* Excerpted passage *
......
Earlier the same day, Cllr Reddy had a detailed motion passed at the Dublin City Council North West Area Committee, calling for a full review of the F-Spine routes and direct engagement between the NTA and local communities. The motion was backed by every Councillor in the Ballymun–Finglas Local Electoral Area and a single joint letter will now be issued to the NTA on behalf of all Councillors.

"I am delighted to have brought Councillors in the area together to speak with one voice" Reddy said. "If we want to win changes for Finglas we need unity and we have that now."

The meeting unanimously agreed to found a new Finglas Bus Action Group which will coordinate further campaigning and community action. At 2pm on Wednesday 19 November a delegation of residents will travel to the NTA offices in Smithfield to hand-deliver hundreds of petition signatures and more than 700 individual complaints that have been submitted through Cllr Reddy’s public complaint form. 

Cllr Reddy added:

"This is only the beginning. Last winter I worked to highlight the issue of “ghost buses” on the N2 and N6 routes and the same underlying issues are now hitting the F-Spine - staffing shortages, recruitment challenges and poor communication with passengers through the Realtime System. We will keep organising and escalating until Finglas gets the reliable, local, accessible transport system it deserves. Tonight we founded the Finglas Bus Action Group and in the coming weeks we will be planning larger public action, including the possibility of a mass protest or slow march along one of the affected routes. The NTA has not listened so far. They will have to listen now."
......
* Data section *

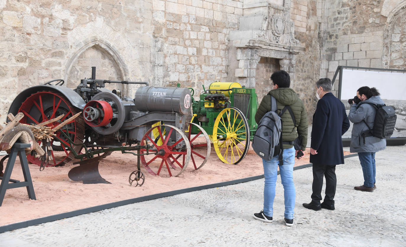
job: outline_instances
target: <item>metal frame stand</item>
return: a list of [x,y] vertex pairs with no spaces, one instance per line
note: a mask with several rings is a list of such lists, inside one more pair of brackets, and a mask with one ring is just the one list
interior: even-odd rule
[[[25,154],[25,148],[29,147],[29,144],[15,143],[11,147],[11,151],[10,153],[9,160],[7,162],[7,166],[6,167],[4,175],[3,177],[0,177],[0,179],[2,180],[1,184],[0,184],[0,206],[1,206],[3,203],[4,196],[6,194],[6,190],[9,188],[26,187],[28,197],[32,200],[37,199],[35,198],[35,194],[34,192],[34,187],[32,186],[32,181],[31,179],[30,169],[28,167],[28,161],[27,160],[27,157]],[[24,175],[24,181],[22,182],[10,178],[17,154],[20,158],[21,168],[22,169],[23,174]]]

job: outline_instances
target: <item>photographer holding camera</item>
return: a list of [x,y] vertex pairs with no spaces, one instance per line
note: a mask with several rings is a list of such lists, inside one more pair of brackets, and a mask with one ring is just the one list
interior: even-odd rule
[[352,105],[348,119],[354,123],[350,152],[358,153],[364,174],[364,184],[354,187],[358,191],[372,192],[376,188],[375,153],[386,147],[386,140],[372,136],[368,128],[373,128],[376,113],[376,108],[372,105],[384,104],[380,95],[374,87],[363,87],[357,90],[354,99],[348,100]]

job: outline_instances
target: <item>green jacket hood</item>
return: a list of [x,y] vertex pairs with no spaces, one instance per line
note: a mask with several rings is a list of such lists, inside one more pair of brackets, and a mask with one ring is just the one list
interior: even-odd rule
[[299,99],[296,92],[289,87],[280,87],[271,90],[268,93],[275,97],[281,104],[286,106],[290,106]]

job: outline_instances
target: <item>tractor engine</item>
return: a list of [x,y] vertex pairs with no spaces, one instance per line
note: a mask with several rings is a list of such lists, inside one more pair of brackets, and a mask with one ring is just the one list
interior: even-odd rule
[[226,108],[230,103],[231,89],[241,88],[238,82],[215,82],[210,84],[209,90],[200,95],[200,100],[192,106],[193,113],[197,114],[200,122],[209,122],[211,113],[218,113]]

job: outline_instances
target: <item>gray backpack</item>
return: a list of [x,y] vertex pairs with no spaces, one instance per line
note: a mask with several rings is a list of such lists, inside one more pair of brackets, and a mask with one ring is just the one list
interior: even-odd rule
[[285,106],[278,115],[276,112],[276,99],[273,96],[270,96],[271,111],[266,113],[259,121],[253,139],[252,147],[254,151],[266,160],[270,160],[274,157],[278,156],[279,164],[282,165],[283,147],[280,116],[288,110],[292,118],[294,117],[293,116],[293,113],[289,106]]

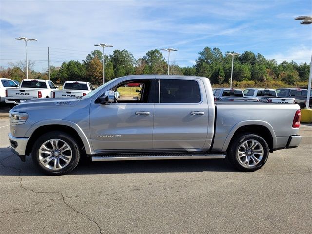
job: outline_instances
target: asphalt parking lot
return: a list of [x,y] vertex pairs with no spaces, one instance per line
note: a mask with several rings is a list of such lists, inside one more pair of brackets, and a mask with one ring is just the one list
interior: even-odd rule
[[4,115],[1,234],[311,233],[311,124],[299,147],[254,173],[212,159],[89,163],[46,176],[11,152],[9,131]]

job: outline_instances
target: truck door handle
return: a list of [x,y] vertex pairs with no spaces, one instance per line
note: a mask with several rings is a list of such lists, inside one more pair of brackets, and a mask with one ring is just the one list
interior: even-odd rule
[[136,111],[136,115],[137,116],[149,116],[149,111]]
[[198,116],[202,116],[204,115],[203,111],[191,111],[191,115],[194,116],[195,115],[197,115]]

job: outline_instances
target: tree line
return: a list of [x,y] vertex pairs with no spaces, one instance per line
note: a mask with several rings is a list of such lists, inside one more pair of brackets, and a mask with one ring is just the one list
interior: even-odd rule
[[[231,77],[232,56],[224,54],[220,49],[206,47],[198,53],[196,64],[181,67],[172,63],[170,74],[199,76],[209,78],[215,85],[227,85]],[[60,67],[50,67],[50,79],[62,84],[66,80],[90,82],[99,85],[103,82],[103,53],[95,50],[88,54],[82,62],[71,60],[64,62]],[[29,62],[32,68],[33,63]],[[22,62],[10,64],[0,71],[0,76],[20,81],[25,77],[26,70]],[[115,50],[112,54],[105,55],[105,78],[112,79],[128,75],[166,74],[167,64],[161,52],[150,50],[142,58],[135,59],[126,50]],[[275,59],[267,59],[261,54],[245,51],[234,57],[233,80],[235,84],[244,82],[251,85],[278,84],[282,86],[296,86],[308,81],[310,65],[298,64],[292,61],[278,64]],[[47,71],[36,72],[31,68],[31,78],[48,79]],[[236,83],[235,83],[236,82]],[[239,85],[238,85],[239,86]]]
......
* What you need to do *
In the passage about the Finglas bus campaign, how many individual complaints will the residents' delegation deliver to the NTA?

* Result *
More than 700